The records:
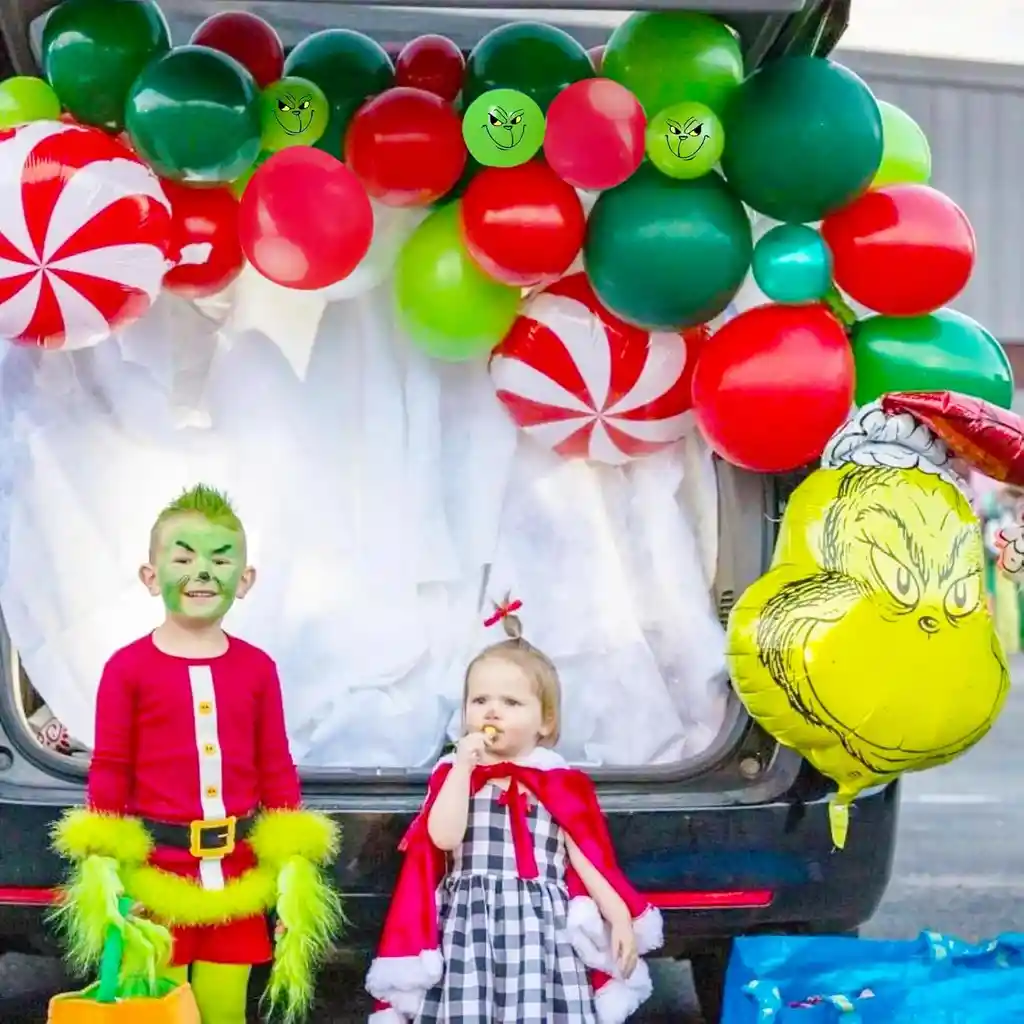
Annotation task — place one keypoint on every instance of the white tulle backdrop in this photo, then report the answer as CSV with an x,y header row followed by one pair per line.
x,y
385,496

---

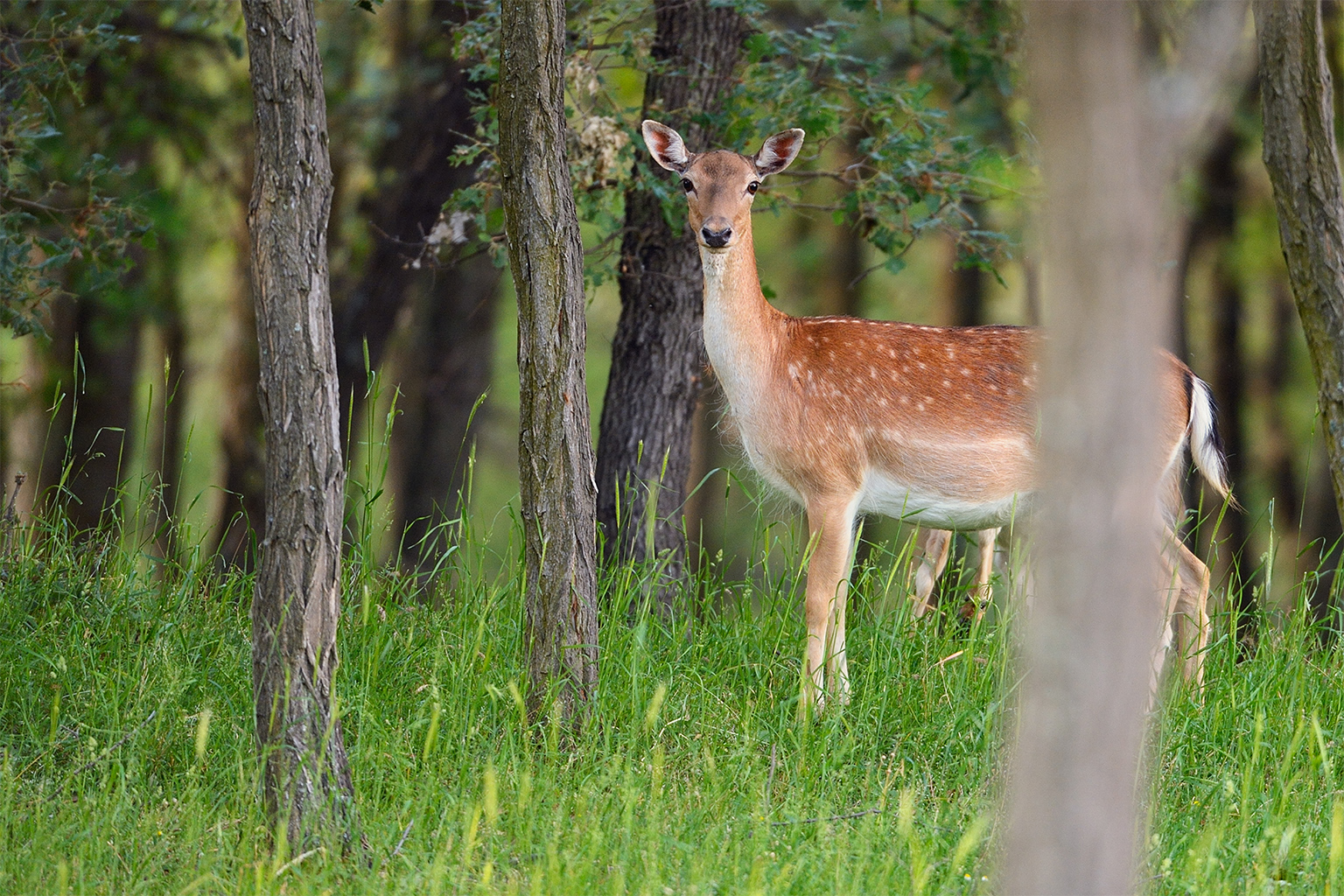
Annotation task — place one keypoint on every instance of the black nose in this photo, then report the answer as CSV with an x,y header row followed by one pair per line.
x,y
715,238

Requirements:
Pull out every line from the items above that contains the word "with" and copy each one.

Exercise output:
Annotation task — place one keypoint on every instance of the white tulle backdrop in this photo, then report the answer as CSV with an x,y header row followed by one pair per line.
Annotation task — place one keypoint on every instance of the black nose in this photo, then report the answer as CSV with an x,y header row followed by one pair per line.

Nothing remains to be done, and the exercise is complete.